Exercise aim:
Exactly reproduce the lines from the one holding "the red flag" through the final line of the listing below, with both ends included and nothing else.

** Start of Supplied data **

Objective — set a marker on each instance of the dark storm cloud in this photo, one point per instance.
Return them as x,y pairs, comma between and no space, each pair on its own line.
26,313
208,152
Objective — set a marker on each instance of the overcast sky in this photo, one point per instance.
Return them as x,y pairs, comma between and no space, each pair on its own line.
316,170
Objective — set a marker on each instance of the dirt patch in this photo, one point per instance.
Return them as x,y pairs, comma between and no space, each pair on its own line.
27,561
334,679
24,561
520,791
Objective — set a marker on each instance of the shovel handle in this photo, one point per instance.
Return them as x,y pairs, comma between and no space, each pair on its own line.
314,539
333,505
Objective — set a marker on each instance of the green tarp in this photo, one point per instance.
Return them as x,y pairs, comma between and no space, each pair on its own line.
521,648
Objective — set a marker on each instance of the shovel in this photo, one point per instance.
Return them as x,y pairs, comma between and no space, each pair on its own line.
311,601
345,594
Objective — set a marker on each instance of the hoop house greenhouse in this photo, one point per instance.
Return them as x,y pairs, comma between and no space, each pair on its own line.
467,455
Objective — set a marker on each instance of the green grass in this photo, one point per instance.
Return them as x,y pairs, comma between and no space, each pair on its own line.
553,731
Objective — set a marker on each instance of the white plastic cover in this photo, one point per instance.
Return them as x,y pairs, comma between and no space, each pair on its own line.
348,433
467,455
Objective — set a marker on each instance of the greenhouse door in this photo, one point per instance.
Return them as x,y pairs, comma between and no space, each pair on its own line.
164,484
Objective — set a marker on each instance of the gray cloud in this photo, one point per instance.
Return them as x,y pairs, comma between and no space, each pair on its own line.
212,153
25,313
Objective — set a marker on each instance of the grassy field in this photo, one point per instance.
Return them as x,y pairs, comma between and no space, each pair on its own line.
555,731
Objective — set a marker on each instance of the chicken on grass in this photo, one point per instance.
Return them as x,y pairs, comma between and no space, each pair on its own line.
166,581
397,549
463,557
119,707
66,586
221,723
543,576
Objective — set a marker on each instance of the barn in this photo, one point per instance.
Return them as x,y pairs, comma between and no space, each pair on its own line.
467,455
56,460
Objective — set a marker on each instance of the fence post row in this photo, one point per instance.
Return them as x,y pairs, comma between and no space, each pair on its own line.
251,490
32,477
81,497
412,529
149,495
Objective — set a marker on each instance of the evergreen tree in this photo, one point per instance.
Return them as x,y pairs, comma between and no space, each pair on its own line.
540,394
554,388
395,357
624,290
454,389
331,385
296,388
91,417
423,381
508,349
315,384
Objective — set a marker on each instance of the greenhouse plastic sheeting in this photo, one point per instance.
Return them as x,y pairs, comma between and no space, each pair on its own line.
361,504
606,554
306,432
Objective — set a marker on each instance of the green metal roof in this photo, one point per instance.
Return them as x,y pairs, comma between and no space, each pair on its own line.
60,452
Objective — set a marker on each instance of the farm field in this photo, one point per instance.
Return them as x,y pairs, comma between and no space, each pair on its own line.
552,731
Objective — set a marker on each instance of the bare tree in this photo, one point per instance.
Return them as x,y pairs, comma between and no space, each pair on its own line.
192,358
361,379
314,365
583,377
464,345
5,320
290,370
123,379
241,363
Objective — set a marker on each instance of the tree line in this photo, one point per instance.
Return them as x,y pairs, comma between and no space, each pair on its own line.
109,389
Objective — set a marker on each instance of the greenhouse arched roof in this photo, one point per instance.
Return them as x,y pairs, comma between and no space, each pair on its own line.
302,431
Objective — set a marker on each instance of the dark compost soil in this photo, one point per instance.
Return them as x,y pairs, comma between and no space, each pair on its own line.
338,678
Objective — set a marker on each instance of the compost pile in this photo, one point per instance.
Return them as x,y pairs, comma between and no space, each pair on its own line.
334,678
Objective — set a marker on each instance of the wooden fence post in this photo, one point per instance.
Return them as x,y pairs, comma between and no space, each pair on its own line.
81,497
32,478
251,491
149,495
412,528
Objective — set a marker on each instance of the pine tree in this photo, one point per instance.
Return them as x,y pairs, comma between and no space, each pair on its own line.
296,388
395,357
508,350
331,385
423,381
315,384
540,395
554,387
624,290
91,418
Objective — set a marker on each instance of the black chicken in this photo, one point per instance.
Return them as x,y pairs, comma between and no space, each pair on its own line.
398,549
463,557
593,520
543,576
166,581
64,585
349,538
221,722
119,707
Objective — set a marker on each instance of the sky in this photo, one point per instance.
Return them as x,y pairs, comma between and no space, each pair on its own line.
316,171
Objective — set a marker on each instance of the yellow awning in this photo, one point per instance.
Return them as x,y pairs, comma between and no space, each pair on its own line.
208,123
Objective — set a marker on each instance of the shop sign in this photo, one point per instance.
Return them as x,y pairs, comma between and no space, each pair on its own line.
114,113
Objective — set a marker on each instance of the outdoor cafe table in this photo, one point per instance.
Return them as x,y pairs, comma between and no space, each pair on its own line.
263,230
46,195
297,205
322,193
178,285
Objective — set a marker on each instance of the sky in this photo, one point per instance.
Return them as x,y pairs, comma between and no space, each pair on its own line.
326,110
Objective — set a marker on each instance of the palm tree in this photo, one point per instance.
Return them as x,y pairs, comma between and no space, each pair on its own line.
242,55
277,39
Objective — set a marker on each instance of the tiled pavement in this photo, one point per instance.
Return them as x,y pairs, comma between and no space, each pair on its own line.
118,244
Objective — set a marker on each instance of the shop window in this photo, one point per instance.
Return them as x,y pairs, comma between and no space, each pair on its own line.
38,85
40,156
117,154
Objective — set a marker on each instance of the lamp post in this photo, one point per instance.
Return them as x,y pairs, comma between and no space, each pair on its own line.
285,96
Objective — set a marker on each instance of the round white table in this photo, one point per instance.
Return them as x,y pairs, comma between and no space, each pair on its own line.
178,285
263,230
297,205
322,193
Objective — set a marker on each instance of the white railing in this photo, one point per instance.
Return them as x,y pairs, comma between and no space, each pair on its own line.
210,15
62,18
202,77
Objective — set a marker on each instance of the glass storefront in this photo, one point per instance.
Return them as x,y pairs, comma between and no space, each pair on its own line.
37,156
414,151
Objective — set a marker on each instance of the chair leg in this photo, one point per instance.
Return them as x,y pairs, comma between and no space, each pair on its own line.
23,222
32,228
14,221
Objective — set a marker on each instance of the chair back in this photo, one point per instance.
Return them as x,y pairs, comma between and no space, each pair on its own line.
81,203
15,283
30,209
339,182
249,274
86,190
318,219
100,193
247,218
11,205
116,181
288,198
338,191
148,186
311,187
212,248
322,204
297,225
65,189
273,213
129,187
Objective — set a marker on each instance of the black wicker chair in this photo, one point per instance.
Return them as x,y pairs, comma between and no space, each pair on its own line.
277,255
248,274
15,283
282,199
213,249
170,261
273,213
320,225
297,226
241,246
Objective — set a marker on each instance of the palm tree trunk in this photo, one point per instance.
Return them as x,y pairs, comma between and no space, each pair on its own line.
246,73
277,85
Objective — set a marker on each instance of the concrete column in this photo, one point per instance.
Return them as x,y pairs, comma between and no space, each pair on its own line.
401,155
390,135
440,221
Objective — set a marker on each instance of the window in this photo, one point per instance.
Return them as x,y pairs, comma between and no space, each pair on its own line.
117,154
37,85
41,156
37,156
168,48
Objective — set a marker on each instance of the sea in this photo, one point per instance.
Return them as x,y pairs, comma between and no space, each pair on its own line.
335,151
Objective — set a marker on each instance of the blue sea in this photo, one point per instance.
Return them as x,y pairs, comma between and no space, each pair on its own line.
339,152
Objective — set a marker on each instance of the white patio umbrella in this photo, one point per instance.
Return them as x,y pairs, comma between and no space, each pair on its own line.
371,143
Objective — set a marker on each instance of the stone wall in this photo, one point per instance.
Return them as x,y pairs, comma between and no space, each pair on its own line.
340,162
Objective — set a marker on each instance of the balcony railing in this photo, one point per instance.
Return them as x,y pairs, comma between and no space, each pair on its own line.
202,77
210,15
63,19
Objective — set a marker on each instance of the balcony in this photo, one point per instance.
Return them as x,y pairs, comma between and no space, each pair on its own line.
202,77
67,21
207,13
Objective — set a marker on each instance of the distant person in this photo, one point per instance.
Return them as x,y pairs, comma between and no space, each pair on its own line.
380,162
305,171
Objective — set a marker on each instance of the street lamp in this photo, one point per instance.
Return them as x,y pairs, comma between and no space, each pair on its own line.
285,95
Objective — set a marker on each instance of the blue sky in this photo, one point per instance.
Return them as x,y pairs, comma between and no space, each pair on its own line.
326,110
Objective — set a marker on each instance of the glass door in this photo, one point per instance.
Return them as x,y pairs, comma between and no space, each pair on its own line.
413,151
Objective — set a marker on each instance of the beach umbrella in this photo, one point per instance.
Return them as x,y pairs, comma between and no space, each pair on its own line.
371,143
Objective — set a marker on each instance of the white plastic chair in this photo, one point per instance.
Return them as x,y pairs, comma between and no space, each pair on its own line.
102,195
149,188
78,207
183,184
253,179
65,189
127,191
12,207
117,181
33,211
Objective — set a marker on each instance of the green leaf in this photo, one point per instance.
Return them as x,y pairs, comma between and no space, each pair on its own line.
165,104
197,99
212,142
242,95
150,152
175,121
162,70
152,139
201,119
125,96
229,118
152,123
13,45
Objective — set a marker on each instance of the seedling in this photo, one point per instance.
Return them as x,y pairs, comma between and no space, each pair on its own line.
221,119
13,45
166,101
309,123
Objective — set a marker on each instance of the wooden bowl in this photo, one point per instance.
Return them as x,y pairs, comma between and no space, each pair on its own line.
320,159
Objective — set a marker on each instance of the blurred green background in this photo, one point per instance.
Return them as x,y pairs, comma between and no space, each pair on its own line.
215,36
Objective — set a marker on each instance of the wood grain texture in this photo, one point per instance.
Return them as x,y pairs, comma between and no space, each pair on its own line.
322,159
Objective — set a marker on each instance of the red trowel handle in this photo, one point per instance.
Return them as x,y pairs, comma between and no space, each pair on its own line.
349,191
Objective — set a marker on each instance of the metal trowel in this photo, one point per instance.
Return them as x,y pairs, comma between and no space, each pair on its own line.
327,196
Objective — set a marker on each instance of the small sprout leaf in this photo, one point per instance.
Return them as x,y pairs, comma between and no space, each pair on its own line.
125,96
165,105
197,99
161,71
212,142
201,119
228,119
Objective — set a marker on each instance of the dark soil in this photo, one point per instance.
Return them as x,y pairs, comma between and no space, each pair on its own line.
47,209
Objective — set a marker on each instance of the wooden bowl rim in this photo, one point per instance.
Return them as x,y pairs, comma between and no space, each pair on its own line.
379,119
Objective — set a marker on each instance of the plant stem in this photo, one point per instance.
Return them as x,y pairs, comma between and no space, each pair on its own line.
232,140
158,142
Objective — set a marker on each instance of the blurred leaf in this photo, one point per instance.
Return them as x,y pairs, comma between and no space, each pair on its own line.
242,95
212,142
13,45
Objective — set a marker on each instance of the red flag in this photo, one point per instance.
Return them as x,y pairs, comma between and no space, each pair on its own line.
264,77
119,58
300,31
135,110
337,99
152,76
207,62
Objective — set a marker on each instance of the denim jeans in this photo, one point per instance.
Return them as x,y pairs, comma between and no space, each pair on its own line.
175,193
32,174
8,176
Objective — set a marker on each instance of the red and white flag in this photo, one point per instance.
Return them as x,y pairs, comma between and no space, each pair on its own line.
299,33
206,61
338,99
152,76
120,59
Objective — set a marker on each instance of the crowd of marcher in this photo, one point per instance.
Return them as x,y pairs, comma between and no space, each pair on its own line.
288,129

** End of Supplied data **

Complete response:
Objective — set a marker on each instance of the red flag in this photo, one point per instance.
Return them as x,y pairs, comma between and no space, each pair on its own line.
264,77
119,58
300,31
135,110
337,99
152,76
207,62
Objective — set a marker on each instance of the denim jeans in this photo, one point per instance.
Return them as x,y pairs, comma between and no space, each pair on its own line.
175,193
32,174
8,176
Objective — set a marker on each instance of the red and white flag in this photo, one point per instance.
Return them as x,y pairs, comma between and no space, each pair on its own line.
299,33
206,61
338,99
152,76
120,59
Objective — set a marker on each instance of the crowd of marcher in this photo, one point per instance.
Return them as x,y pairs, comma between and no space, each pair on its own line.
288,129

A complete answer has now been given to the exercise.